### Task directions
Go through the lines below. Copy those with "tent".

### Supplied information
++++++
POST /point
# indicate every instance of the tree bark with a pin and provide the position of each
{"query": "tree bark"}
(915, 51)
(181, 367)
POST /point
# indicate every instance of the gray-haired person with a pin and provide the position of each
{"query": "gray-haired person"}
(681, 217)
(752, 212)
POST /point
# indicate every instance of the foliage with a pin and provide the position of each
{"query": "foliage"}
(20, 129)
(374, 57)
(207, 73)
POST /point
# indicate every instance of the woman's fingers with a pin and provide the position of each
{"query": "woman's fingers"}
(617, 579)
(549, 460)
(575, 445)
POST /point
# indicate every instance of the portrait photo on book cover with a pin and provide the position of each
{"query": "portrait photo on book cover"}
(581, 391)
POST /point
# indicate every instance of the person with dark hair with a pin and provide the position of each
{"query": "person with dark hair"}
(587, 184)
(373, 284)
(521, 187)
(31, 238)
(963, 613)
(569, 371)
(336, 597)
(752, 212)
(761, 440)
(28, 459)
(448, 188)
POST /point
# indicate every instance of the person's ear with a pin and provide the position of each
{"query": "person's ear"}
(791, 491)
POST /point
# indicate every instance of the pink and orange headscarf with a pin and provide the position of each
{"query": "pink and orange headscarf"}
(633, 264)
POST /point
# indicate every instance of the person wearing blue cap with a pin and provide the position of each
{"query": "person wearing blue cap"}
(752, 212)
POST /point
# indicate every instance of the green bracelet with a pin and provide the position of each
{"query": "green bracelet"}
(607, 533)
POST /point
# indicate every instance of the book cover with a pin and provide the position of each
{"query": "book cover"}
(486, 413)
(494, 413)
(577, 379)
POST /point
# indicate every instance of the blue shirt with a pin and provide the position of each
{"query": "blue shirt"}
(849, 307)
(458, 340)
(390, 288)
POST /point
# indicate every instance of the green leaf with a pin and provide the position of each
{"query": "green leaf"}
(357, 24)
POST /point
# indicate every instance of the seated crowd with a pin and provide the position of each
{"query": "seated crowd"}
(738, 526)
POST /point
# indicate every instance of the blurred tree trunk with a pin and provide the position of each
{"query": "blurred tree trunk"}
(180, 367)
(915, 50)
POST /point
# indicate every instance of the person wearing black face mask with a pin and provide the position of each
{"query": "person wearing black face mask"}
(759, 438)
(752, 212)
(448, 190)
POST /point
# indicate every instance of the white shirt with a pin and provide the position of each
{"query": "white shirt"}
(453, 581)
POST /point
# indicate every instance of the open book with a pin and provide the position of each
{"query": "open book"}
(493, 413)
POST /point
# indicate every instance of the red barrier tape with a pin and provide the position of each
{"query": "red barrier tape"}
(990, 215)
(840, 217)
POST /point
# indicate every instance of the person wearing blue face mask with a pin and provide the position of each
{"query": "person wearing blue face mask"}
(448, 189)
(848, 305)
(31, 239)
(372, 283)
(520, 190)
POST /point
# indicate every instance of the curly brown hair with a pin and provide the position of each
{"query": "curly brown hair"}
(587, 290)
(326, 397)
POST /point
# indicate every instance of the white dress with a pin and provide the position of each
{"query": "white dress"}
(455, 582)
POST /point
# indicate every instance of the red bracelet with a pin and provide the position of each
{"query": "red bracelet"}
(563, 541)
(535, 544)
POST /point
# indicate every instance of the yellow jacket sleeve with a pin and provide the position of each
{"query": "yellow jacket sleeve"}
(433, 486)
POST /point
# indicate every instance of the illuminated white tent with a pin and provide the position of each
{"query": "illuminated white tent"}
++++++
### Worked solution
# indicate every instance of the illuminated white tent with a pin and provide the position of each
{"query": "illuminated white tent"}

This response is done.